## Auftrag:
Sammle aus den Einträgen unten jede Zeile, in der das Wort „hiker“ vorkommt, und schreibe diese Zeilen unverändert ab.

□ □ □ □ □

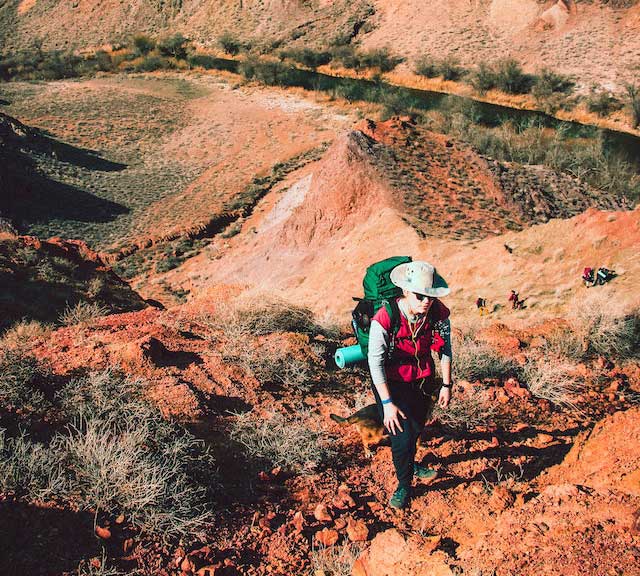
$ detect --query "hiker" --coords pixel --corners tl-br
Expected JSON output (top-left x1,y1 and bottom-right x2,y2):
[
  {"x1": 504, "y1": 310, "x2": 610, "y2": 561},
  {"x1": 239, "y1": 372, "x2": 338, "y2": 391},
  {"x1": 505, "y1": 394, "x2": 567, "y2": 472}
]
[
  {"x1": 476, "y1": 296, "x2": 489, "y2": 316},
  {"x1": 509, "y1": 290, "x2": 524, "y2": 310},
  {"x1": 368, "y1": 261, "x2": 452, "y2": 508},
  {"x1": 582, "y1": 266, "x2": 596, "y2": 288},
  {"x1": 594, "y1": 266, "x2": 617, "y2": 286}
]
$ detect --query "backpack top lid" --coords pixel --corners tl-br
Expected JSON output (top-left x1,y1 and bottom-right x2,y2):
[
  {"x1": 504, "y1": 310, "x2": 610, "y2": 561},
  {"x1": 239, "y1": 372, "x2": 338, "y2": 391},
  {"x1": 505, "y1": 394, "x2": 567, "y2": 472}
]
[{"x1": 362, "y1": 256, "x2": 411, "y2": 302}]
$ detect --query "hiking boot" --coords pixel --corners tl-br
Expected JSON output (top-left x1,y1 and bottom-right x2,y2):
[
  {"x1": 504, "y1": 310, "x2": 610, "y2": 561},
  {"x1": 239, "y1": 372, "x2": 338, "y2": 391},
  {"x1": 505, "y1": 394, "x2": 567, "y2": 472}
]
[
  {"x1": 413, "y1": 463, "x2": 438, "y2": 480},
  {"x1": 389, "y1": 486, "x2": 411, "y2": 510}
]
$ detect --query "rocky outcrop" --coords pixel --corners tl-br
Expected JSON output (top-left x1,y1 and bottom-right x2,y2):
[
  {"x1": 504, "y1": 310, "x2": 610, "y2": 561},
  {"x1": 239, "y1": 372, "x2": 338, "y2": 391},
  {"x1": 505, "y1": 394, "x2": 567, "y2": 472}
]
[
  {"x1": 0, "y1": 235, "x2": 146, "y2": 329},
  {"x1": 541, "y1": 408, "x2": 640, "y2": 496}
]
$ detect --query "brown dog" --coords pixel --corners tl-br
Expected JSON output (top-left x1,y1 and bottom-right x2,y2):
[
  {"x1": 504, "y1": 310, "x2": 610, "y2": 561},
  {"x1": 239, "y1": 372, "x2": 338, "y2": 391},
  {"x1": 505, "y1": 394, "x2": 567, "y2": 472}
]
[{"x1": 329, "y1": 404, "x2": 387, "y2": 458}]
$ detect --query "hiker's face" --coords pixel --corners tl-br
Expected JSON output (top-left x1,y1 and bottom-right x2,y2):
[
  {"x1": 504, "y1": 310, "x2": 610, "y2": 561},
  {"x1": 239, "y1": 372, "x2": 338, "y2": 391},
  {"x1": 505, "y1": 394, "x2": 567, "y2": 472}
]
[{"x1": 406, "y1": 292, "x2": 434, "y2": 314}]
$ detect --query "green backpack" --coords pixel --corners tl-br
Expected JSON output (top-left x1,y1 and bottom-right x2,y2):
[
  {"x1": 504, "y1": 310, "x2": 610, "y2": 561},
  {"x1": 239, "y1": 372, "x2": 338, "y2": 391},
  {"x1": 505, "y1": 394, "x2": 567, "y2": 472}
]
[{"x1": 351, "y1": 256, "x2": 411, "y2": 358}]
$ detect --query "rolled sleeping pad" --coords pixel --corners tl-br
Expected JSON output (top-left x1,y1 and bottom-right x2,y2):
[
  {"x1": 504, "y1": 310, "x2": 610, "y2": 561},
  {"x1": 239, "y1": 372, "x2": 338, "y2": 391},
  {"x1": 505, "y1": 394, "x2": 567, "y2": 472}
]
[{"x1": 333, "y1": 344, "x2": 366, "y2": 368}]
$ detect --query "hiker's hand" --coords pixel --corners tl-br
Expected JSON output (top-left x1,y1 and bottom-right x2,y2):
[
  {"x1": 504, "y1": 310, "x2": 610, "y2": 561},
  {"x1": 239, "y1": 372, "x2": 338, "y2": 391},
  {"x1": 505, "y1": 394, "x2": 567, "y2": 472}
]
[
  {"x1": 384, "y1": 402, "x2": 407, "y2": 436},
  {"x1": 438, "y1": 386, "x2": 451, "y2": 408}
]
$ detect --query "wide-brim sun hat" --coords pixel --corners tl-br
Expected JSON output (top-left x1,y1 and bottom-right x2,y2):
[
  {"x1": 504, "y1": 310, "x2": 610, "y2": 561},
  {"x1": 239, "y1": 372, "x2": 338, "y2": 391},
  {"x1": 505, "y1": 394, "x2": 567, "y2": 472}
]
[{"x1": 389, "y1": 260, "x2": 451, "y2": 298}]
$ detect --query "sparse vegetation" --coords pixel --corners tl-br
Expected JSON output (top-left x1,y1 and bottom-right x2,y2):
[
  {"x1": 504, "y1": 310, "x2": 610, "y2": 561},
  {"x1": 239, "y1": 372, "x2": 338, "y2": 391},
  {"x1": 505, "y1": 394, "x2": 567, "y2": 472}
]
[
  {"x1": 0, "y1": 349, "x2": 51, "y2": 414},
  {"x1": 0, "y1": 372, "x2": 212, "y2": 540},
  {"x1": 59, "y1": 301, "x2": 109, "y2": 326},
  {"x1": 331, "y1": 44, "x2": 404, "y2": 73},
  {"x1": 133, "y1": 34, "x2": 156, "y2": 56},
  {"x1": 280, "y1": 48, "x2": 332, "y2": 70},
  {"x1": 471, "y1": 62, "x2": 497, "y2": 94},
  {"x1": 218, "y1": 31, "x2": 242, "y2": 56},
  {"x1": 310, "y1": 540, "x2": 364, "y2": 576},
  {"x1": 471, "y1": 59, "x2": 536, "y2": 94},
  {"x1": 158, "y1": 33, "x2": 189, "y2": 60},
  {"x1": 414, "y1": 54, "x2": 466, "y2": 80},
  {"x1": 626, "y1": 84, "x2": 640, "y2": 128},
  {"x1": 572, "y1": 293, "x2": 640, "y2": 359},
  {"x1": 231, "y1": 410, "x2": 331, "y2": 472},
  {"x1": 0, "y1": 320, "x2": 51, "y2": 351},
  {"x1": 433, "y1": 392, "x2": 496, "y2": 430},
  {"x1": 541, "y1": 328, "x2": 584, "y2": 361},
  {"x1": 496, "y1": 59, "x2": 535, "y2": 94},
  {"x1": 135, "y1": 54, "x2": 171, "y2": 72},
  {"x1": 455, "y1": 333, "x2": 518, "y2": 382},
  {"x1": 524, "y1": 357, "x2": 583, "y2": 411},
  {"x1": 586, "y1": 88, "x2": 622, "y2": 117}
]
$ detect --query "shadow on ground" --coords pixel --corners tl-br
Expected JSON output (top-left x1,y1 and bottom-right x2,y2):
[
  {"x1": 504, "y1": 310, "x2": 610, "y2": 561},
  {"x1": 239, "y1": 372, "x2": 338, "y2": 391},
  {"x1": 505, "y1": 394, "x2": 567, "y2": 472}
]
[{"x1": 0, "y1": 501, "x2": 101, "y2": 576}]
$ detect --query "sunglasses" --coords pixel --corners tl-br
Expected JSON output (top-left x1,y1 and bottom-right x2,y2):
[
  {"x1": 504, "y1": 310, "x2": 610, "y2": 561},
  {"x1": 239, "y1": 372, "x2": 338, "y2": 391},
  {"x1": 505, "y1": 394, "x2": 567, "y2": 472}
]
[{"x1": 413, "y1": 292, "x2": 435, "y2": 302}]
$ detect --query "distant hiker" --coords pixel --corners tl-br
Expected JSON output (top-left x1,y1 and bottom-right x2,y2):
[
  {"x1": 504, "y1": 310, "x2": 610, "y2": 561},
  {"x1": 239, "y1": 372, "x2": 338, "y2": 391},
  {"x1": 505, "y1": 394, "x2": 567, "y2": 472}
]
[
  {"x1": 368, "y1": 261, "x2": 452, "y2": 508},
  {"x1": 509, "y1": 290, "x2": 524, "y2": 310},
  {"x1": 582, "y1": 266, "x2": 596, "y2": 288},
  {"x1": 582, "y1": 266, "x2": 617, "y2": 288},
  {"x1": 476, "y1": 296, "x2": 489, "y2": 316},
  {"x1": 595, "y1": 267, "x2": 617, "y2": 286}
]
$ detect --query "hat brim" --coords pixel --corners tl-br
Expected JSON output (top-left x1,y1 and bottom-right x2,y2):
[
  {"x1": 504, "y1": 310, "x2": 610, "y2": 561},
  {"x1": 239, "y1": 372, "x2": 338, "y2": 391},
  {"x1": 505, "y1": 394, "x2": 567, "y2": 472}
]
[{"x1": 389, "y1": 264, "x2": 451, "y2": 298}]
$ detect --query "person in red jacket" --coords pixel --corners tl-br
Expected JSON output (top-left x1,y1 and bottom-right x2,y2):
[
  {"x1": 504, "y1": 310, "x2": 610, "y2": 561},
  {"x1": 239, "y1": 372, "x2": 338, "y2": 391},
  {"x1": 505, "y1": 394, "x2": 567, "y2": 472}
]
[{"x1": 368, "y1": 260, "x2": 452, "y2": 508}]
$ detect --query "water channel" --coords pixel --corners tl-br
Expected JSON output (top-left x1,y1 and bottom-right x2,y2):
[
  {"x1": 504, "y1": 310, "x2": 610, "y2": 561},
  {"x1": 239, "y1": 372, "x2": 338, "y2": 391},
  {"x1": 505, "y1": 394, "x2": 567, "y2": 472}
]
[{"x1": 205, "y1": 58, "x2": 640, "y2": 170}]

□ □ □ □ □

## Antwort:
$ detect --query "hiker" --coords pixel --corners tl-br
$ detect --query "hiker's face" --coords pixel --corners tl-br
$ detect --query "hiker's hand" --coords pixel --corners tl-br
$ detect --query "distant hiker" --coords pixel --corners tl-br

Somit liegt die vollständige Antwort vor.